--- start Data for this task ---
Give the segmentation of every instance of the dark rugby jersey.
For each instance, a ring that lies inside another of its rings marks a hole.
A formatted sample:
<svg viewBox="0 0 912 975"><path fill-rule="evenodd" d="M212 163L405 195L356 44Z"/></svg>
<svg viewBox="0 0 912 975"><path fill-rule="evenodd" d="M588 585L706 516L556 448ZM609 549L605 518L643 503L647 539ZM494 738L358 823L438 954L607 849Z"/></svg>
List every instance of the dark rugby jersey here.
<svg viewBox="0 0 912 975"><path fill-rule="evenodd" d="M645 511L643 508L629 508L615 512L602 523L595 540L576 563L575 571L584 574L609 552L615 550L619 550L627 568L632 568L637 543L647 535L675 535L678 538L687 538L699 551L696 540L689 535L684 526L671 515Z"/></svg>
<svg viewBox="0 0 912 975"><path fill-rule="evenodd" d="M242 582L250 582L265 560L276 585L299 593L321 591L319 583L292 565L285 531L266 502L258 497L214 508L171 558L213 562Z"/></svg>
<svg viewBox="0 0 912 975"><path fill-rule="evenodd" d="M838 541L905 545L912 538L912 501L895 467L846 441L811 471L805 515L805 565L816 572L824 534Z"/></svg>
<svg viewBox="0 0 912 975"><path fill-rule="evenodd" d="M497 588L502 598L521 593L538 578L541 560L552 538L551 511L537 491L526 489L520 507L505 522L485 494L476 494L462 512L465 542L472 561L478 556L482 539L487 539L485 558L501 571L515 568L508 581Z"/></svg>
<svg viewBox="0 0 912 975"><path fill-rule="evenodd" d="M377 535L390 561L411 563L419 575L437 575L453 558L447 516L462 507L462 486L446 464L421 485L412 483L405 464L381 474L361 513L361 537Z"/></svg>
--- end Data for this task ---
Aim: Render each line of the material above as a string in a single JSON list, one string per line, leaving out blank lines.

Completed task:
[
  "Give the segmentation of every instance of the dark rugby jersey.",
  "For each instance, a ring that lies inside another of its rings marks a hole.",
  "A formatted sample:",
  "<svg viewBox=\"0 0 912 975\"><path fill-rule=\"evenodd\" d=\"M212 163L405 195L356 44Z\"/></svg>",
  "<svg viewBox=\"0 0 912 975\"><path fill-rule=\"evenodd\" d=\"M588 585L706 516L556 448ZM609 549L605 518L643 503L647 539ZM494 738L358 823L438 954L607 849Z\"/></svg>",
  "List every instance of the dark rugby jersey here.",
  "<svg viewBox=\"0 0 912 975\"><path fill-rule=\"evenodd\" d=\"M645 511L643 508L629 508L615 512L602 523L595 540L576 563L575 571L584 574L609 552L615 550L619 550L627 568L632 568L637 543L647 535L675 535L678 538L687 538L699 551L696 540L689 535L684 526L671 515Z\"/></svg>",
  "<svg viewBox=\"0 0 912 975\"><path fill-rule=\"evenodd\" d=\"M242 582L250 582L265 560L276 585L299 593L321 591L319 583L292 565L285 531L266 502L258 497L214 508L171 558L213 562Z\"/></svg>",
  "<svg viewBox=\"0 0 912 975\"><path fill-rule=\"evenodd\" d=\"M838 541L905 545L912 538L912 501L895 467L846 441L811 471L805 515L805 565L816 572L824 534Z\"/></svg>",
  "<svg viewBox=\"0 0 912 975\"><path fill-rule=\"evenodd\" d=\"M497 588L502 598L521 593L538 578L541 560L552 538L551 511L537 491L526 489L520 507L505 522L485 494L476 494L462 512L465 542L472 561L478 556L482 539L487 539L485 558L501 571L515 568L508 581Z\"/></svg>",
  "<svg viewBox=\"0 0 912 975\"><path fill-rule=\"evenodd\" d=\"M377 535L390 561L411 563L419 575L437 575L453 558L447 516L462 507L462 486L446 464L421 485L412 483L405 464L381 474L361 513L361 537Z\"/></svg>"
]